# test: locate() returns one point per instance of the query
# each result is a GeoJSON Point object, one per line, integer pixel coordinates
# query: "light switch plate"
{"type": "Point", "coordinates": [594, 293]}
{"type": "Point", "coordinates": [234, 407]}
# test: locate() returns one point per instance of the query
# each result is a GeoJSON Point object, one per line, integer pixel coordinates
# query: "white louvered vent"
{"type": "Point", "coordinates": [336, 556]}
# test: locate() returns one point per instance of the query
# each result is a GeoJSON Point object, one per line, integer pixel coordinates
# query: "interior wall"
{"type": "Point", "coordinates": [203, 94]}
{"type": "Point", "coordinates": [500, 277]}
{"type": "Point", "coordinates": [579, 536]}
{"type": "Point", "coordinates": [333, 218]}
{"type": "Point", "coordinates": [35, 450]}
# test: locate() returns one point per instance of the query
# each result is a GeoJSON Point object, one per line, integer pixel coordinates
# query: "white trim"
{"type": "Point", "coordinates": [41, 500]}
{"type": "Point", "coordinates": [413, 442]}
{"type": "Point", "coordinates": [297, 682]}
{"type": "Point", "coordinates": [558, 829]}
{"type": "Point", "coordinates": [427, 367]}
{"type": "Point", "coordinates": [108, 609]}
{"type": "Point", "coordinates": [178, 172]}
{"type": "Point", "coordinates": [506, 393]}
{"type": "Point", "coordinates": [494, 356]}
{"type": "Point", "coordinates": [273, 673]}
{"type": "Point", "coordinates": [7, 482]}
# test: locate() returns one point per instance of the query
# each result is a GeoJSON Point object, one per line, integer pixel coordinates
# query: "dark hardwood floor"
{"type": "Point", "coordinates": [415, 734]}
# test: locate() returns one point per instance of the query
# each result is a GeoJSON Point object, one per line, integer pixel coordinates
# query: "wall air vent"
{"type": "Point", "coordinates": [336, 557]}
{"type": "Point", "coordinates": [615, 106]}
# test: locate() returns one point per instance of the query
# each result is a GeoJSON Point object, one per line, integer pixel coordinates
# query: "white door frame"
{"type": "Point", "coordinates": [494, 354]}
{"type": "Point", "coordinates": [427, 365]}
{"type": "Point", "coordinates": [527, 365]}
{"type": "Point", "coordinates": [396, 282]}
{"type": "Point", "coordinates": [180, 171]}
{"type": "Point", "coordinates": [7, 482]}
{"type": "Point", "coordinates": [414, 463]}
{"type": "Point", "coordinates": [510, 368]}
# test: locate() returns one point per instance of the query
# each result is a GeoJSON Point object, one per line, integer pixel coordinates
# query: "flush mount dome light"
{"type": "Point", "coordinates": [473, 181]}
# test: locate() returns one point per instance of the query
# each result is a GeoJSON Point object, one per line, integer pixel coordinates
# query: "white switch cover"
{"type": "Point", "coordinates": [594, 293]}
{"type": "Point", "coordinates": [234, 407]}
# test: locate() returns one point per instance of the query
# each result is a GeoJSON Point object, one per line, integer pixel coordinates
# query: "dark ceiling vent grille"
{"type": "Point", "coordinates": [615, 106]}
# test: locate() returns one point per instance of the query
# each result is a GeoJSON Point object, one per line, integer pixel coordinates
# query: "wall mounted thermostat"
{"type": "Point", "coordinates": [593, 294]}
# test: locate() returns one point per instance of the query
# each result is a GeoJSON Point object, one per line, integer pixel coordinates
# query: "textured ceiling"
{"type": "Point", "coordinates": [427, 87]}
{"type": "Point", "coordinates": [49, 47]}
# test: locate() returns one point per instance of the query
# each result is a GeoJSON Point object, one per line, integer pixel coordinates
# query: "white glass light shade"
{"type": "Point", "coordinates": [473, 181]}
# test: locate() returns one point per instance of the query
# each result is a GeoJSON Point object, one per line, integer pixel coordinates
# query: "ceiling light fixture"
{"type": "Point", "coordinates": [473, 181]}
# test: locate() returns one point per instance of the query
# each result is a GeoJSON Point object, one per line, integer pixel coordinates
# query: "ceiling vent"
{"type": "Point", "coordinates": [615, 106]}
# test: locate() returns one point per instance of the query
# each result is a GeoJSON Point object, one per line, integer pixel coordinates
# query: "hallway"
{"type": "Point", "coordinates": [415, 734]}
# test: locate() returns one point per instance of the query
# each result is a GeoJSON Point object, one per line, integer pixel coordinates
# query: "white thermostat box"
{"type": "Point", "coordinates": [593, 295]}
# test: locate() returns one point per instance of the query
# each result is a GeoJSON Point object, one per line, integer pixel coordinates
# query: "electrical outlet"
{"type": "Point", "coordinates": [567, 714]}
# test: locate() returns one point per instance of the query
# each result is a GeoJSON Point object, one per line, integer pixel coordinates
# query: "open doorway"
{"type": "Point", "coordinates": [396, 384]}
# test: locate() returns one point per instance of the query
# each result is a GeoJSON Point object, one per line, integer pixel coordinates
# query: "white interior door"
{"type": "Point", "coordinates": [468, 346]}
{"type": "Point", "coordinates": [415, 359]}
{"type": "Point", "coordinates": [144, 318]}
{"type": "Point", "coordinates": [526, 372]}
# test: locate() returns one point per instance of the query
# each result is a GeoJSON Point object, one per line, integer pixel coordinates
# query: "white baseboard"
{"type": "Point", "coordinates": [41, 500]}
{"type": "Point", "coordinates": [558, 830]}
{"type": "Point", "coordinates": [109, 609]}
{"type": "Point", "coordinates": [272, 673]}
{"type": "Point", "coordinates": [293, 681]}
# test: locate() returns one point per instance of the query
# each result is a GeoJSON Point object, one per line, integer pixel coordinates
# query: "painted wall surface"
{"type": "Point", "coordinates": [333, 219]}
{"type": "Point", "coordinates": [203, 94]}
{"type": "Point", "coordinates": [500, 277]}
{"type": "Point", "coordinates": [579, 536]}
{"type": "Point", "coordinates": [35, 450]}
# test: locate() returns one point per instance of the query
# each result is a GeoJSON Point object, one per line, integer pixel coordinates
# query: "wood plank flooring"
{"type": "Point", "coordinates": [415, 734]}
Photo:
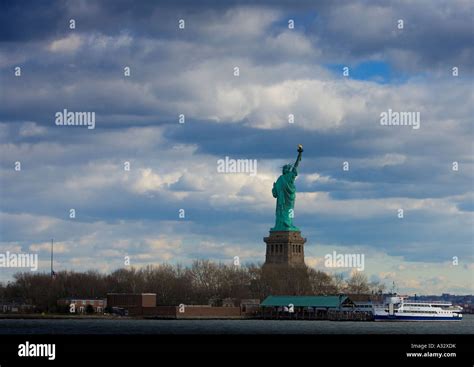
■ ■ ■ ■
WORK REQUIRED. Write out the material above precisely, leaving each picture behind.

PROBLEM SOLUTION.
# test: locate() returns one point per instance of the query
# each result is a GeoJSON Point object, one per line, integer pixel coordinates
# query: "light switch plate"
{"type": "Point", "coordinates": [594, 293]}
{"type": "Point", "coordinates": [234, 407]}
# test: locate() returns one point per instance of the query
# each result is a GeoJSON Point object, one per line, integer pixel coordinates
# query: "white louvered vent"
{"type": "Point", "coordinates": [336, 556]}
# test: locate() returns one point per instance of the query
# each result is a GeoJSON Point object, one per line, integer pixel coordinates
# query: "interior wall"
{"type": "Point", "coordinates": [203, 94]}
{"type": "Point", "coordinates": [500, 277]}
{"type": "Point", "coordinates": [579, 536]}
{"type": "Point", "coordinates": [333, 218]}
{"type": "Point", "coordinates": [35, 450]}
# test: locate() returns one point per instance of the query
# each result is a GeoJSON Point object, one per line, integer pixel coordinates
# query: "white trim"
{"type": "Point", "coordinates": [41, 500]}
{"type": "Point", "coordinates": [413, 442]}
{"type": "Point", "coordinates": [297, 682]}
{"type": "Point", "coordinates": [558, 829]}
{"type": "Point", "coordinates": [427, 367]}
{"type": "Point", "coordinates": [108, 609]}
{"type": "Point", "coordinates": [178, 172]}
{"type": "Point", "coordinates": [506, 393]}
{"type": "Point", "coordinates": [494, 356]}
{"type": "Point", "coordinates": [273, 673]}
{"type": "Point", "coordinates": [7, 482]}
# test: locate() returns one point per instance of the query
# each result is a GeoJSON Point object, one per line, integer pixel coordinates
# query: "dark hardwood floor"
{"type": "Point", "coordinates": [415, 734]}
# test: locate() returns one point per instance of the query
# each result is a GeoJSON Point object, one per line, integer pixel coordinates
# query: "wall air vent"
{"type": "Point", "coordinates": [336, 557]}
{"type": "Point", "coordinates": [615, 106]}
# test: locate() returns one point per instance of the query
# each result is a GeoJSON Point object, one per line, integer pixel coordinates
# query: "white door frame"
{"type": "Point", "coordinates": [494, 354]}
{"type": "Point", "coordinates": [427, 365]}
{"type": "Point", "coordinates": [527, 365]}
{"type": "Point", "coordinates": [396, 282]}
{"type": "Point", "coordinates": [180, 171]}
{"type": "Point", "coordinates": [7, 482]}
{"type": "Point", "coordinates": [414, 463]}
{"type": "Point", "coordinates": [510, 368]}
# test: locate() returns one point per instance of the query
# each result is a GeoJSON Point object, one per line, integer pixel coordinates
# query: "flush mount dome light"
{"type": "Point", "coordinates": [473, 181]}
# test: locate() returns one point per instance of the query
# each result is a GeoJSON Point object, one per line, integer pixel coordinates
# query: "white switch cover"
{"type": "Point", "coordinates": [594, 293]}
{"type": "Point", "coordinates": [234, 407]}
# test: locate() returns one point per instance of the query
# each result is a GeoJSON Point object, one per line, integer pixel coordinates
# query: "dark ceiling vent grille"
{"type": "Point", "coordinates": [615, 106]}
# test: locate() returns one point per instance of the query
# each result is a GeoJSON Point object, one per line, integer pixel coordinates
# query: "wall mounted thermostat"
{"type": "Point", "coordinates": [593, 294]}
# test: locate() returns one point per instance of the query
# each result is a GeoJSON Point object, one per line, integer pixel coordinates
# query: "textured ceiling"
{"type": "Point", "coordinates": [427, 87]}
{"type": "Point", "coordinates": [49, 47]}
# test: locate() returns one point per instance of the query
# each result is a GeoJSON Point object, one per line, integer pixel coordinates
# query: "white glass light shade"
{"type": "Point", "coordinates": [473, 181]}
# test: locate() returns one point per instance of the query
# each result is a GeoJSON Point object, one per line, integer pixel coordinates
# query: "ceiling light fixture"
{"type": "Point", "coordinates": [473, 181]}
# test: locate() returns one point per instance of the query
# each result is a GeoJSON Point object, one per line, integer pixel coordinates
# query: "ceiling vent"
{"type": "Point", "coordinates": [615, 106]}
# test: locate() returns one point per instance of the query
# each result is a GeoJSON Point object, one per line, integer pixel coordinates
# query: "hallway"
{"type": "Point", "coordinates": [415, 734]}
# test: locate() returns one point per instance of the query
# each result is a GeoJSON Point object, one per line, integer pixel coordinates
# query: "white thermostat box"
{"type": "Point", "coordinates": [593, 295]}
# test: locate() returns one point per instance of the query
# each result is a GeoJSON Point object, one per line, integer pixel coordinates
# query: "electrical outlet"
{"type": "Point", "coordinates": [567, 714]}
# test: locate() returns one point per instance of the query
# each result is a GeoJSON Point object, one per line, integer pixel coordinates
# query: "open doorway"
{"type": "Point", "coordinates": [396, 384]}
# test: locate() returns one point per instance of the query
# each result is a GeoJSON Point object, one per line, integer pixel coordinates
# query: "white interior door"
{"type": "Point", "coordinates": [468, 346]}
{"type": "Point", "coordinates": [415, 359]}
{"type": "Point", "coordinates": [144, 318]}
{"type": "Point", "coordinates": [526, 372]}
# test: locate() returns one point per instance of the query
# each result is a GeoJSON Point object, one per line, integer pixel coordinates
# query: "white baseboard"
{"type": "Point", "coordinates": [41, 500]}
{"type": "Point", "coordinates": [558, 830]}
{"type": "Point", "coordinates": [109, 609]}
{"type": "Point", "coordinates": [272, 673]}
{"type": "Point", "coordinates": [293, 681]}
# test: locate() returns one point per instance of the query
# each result is a GeoJSON Point object, one per line, integer pixel coordinates
# query: "painted wall surface"
{"type": "Point", "coordinates": [333, 219]}
{"type": "Point", "coordinates": [203, 94]}
{"type": "Point", "coordinates": [500, 277]}
{"type": "Point", "coordinates": [579, 536]}
{"type": "Point", "coordinates": [35, 450]}
# test: locate() returns one point per instance of the query
# each result is a GeoJSON Point object, one per line, integer pixel coordinates
# query: "wood plank flooring"
{"type": "Point", "coordinates": [415, 734]}
Photo:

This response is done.